## SOURCE EXTRACT
◇ ◇ ◇ ◇ ◇ ◇ ◇

Sunday, 1 May 2016

Latchup

     Latchup ( Fig 1 & 2 )
Latchup is the creation of low impedance path between power supply rails because of the triggering of the parasitic BJT’s present in CMOS structure.
If source of NMOS is pulled below ground , it will inject minority carriers electrons (with respect to substrate) into the  substrate ( base of the BJT), turning ON Qn transistor.
The collector of Qn is the base of Qp so it will turn on Qp also. Thus each BJTs supplies the other BJT base current. Thus it will become self sustaining if β1 β2 > 1.

The circuit will remain in this state unless power is removed. This structure conduct so much current that it overheats and destruct the IC.



Solution (Fig 3-6)
All solutions are based on reducing the beta of transistors and reducing the substrate / Nwell resistance values.
  1) Increase the spacing between transistors, it will increase the IB, thereby reducing β(IC/IB) of transistors.
  2) Next is reducing substrate and Nwell resistance by providing substrate tie (P-tap connected to VSS for NMOS) / Nwell tie respectively ( N-tap connected to VDD for PMOS) in a ring shape, which is the body connection of the transistors. This structure should be placed as near to the device as permitted by DRC rules.

◇ ◇ ◇ ◇ ◇ ◇ ◇

[Stored entries]

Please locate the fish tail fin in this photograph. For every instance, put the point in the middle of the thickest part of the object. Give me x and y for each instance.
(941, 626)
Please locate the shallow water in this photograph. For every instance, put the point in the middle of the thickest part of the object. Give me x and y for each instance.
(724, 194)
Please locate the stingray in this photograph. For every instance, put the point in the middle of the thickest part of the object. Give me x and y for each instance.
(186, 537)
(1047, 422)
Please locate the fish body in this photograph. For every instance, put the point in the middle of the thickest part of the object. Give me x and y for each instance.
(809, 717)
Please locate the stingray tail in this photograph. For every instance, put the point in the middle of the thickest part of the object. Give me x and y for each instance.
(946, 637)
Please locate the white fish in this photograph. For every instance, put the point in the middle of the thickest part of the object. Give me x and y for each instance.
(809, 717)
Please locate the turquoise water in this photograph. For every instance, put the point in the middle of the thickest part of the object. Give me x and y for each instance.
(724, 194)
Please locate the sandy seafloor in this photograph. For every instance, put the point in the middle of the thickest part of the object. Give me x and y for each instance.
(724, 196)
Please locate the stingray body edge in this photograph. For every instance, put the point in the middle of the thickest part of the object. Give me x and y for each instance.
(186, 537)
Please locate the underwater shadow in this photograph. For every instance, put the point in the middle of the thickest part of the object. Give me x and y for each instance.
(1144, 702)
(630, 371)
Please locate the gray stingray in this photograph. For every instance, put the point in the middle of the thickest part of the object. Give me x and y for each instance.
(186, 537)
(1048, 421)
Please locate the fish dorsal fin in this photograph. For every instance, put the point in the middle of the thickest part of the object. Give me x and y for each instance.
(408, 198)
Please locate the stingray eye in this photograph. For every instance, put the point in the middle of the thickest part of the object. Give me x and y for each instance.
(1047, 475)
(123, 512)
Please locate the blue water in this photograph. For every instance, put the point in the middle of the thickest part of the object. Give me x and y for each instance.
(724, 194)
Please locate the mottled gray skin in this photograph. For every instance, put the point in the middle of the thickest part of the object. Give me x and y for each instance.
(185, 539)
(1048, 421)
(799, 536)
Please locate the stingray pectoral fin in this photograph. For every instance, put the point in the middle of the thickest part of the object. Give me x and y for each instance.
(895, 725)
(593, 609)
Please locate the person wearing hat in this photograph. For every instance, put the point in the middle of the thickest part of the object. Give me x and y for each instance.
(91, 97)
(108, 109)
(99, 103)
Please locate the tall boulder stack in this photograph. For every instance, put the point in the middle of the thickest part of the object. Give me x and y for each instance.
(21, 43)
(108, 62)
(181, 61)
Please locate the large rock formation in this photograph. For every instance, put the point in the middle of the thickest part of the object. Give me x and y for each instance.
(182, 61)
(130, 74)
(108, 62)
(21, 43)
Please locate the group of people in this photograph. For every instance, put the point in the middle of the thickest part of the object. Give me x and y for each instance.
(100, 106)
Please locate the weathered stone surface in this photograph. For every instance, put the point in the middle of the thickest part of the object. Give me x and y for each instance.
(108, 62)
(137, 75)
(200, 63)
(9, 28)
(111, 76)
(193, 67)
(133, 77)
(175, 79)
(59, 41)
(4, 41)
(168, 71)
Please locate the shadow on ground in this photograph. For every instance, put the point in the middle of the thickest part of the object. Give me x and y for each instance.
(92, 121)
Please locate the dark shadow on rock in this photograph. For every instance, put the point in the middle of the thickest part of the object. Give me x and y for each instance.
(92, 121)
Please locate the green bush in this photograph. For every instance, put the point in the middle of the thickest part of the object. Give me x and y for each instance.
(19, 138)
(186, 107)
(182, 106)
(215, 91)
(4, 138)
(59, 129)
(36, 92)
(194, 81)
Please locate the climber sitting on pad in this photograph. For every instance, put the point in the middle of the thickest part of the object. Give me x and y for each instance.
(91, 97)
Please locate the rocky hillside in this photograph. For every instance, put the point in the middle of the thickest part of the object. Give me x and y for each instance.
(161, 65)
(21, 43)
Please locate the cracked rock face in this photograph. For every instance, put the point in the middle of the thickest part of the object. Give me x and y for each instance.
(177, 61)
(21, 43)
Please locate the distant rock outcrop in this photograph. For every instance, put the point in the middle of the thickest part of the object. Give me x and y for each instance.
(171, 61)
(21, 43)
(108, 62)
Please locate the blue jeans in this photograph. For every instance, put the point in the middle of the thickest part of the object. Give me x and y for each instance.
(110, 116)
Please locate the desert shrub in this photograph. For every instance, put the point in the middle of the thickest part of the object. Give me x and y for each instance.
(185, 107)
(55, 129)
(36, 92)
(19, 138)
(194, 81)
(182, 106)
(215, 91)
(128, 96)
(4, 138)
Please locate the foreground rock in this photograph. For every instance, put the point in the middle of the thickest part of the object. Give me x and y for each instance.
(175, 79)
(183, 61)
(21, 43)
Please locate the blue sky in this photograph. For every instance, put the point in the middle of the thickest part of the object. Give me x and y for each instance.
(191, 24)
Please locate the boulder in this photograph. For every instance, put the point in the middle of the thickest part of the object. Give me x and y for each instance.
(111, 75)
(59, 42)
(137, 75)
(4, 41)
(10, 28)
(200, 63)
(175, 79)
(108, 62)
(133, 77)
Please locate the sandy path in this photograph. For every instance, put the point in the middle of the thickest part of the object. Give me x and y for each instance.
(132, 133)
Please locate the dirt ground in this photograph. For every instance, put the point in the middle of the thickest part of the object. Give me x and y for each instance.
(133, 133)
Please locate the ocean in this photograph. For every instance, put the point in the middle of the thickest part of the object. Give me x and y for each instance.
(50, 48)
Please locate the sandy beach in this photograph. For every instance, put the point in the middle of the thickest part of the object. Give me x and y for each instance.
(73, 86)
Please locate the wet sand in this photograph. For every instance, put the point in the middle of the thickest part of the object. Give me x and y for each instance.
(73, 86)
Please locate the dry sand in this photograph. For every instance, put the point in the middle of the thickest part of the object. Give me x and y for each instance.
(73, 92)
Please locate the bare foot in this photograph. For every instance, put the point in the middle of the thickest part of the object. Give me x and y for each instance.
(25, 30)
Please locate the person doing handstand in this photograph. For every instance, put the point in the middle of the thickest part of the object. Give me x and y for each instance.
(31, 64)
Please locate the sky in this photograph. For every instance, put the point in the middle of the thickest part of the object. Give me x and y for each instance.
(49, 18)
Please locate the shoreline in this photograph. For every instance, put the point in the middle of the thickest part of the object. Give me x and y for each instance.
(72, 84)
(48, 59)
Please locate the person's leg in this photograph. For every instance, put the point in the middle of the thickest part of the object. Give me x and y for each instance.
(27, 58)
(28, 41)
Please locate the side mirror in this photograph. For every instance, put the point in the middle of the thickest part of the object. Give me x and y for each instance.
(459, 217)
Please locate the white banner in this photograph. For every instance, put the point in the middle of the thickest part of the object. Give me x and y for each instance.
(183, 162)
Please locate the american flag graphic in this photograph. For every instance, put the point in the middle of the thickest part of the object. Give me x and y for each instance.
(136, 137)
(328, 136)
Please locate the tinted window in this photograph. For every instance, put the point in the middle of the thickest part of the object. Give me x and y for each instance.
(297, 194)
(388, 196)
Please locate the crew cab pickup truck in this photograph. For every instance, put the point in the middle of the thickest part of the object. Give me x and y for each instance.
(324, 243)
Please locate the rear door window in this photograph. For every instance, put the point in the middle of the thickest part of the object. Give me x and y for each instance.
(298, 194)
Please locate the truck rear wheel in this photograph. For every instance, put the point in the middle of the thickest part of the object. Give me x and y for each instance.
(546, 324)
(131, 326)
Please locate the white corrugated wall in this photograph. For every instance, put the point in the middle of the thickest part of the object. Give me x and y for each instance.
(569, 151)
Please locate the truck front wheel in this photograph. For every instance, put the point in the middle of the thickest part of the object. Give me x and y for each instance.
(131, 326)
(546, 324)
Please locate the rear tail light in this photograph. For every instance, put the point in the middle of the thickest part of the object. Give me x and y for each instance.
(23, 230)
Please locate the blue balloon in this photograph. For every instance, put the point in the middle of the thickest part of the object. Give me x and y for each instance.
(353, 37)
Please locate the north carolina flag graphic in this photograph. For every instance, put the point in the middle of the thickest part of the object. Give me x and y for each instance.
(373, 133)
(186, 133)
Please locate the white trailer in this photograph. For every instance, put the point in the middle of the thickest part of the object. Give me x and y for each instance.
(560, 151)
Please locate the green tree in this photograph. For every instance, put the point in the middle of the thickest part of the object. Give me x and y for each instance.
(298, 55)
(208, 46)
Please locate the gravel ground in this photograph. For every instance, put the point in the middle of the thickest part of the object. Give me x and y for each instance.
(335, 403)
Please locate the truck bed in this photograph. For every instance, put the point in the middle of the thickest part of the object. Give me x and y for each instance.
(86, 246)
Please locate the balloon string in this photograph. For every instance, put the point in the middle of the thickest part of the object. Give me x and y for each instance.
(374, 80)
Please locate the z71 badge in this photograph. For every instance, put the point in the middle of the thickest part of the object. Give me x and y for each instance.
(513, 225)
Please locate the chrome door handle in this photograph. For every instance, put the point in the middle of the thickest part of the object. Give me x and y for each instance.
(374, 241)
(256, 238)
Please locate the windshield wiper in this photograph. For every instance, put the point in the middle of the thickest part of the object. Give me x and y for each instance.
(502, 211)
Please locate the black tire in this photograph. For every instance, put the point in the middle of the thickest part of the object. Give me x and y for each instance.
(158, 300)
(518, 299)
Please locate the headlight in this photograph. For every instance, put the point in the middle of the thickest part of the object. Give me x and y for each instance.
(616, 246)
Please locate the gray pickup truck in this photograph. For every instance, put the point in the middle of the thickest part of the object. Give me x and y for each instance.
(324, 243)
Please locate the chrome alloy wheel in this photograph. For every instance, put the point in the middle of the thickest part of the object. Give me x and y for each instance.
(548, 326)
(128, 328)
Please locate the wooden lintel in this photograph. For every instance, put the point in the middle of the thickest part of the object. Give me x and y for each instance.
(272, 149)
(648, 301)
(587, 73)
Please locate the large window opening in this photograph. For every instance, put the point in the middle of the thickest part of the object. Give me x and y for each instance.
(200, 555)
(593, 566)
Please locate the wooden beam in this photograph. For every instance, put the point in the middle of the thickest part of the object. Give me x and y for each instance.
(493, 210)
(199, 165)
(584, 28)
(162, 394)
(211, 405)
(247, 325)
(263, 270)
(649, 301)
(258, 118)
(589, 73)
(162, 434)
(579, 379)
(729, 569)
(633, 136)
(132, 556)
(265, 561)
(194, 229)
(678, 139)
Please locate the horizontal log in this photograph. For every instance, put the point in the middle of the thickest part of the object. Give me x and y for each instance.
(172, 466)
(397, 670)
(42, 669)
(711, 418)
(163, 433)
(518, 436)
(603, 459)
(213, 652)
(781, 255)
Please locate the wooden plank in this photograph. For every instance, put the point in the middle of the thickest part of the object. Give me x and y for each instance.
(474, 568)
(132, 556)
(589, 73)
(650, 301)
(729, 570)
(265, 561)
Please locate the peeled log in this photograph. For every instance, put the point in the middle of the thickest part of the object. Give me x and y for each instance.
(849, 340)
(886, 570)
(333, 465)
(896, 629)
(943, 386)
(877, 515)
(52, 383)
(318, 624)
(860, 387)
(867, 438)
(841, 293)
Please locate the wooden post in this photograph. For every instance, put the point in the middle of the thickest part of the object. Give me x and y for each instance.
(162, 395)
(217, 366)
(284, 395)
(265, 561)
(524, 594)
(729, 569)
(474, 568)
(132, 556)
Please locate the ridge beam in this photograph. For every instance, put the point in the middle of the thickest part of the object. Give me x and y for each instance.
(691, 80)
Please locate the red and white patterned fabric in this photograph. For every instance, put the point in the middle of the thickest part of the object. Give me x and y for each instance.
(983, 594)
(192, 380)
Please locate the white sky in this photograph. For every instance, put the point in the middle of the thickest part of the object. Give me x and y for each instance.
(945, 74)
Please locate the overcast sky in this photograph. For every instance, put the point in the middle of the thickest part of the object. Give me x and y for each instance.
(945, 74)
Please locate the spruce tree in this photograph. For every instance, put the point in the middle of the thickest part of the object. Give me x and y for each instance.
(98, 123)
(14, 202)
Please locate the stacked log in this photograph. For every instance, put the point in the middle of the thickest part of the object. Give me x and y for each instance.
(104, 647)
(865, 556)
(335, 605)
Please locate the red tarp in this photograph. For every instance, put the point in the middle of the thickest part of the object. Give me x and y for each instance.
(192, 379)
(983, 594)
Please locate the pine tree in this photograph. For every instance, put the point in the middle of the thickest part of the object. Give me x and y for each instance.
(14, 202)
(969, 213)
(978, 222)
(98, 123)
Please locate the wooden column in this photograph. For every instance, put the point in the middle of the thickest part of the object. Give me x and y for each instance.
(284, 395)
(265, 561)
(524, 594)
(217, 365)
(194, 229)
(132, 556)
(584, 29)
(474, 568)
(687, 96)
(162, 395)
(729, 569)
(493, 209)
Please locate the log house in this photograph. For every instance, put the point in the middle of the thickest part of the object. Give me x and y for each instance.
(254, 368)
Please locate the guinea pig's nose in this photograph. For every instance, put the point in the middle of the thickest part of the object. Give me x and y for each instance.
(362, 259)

◇ ◇ ◇ ◇ ◇ ◇ ◇

## WRITTEN TASK A
Echo the latchup write-up word for word, starting with "Sunday, 1 May" and going on through "if β1 β2 > 1.".
## WRITTEN TASK B
Turn the paragraph in the latchup write-up that opens with "Latchup is the creation" into a brief list that keeps its main facts.

## TASK RESULT A
Sunday, 1 May 2016

Latchup

     Latchup ( Fig 1 & 2 )
Latchup is the creation of low impedance path between power supply rails because of the triggering of the parasitic BJT’s present in CMOS structure.
If source of NMOS is pulled below ground , it will inject minority carriers electrons (with respect to substrate) into the  substrate ( base of the BJT), turning ON Qn transistor.
The collector of Qn is the base of Qp so it will turn on Qp also. Thus each BJTs supplies the other BJT base current. Thus it will become self sustaining if β1 β2 > 1.

## TASK RESULT B
- Latchup is a low-impedance path between the power supply rails, caused when the parasitic BJTs in a CMOS structure are triggered.
- If the NMOS source is pulled below ground, it injects electrons into the substrate (the BJT base), turning on Qn.
- Qn's collector is Qp's base, so Qp turns on too.
- Each BJT then supplies the other's base current, and the state becomes self-sustaining if β1 β2 > 1.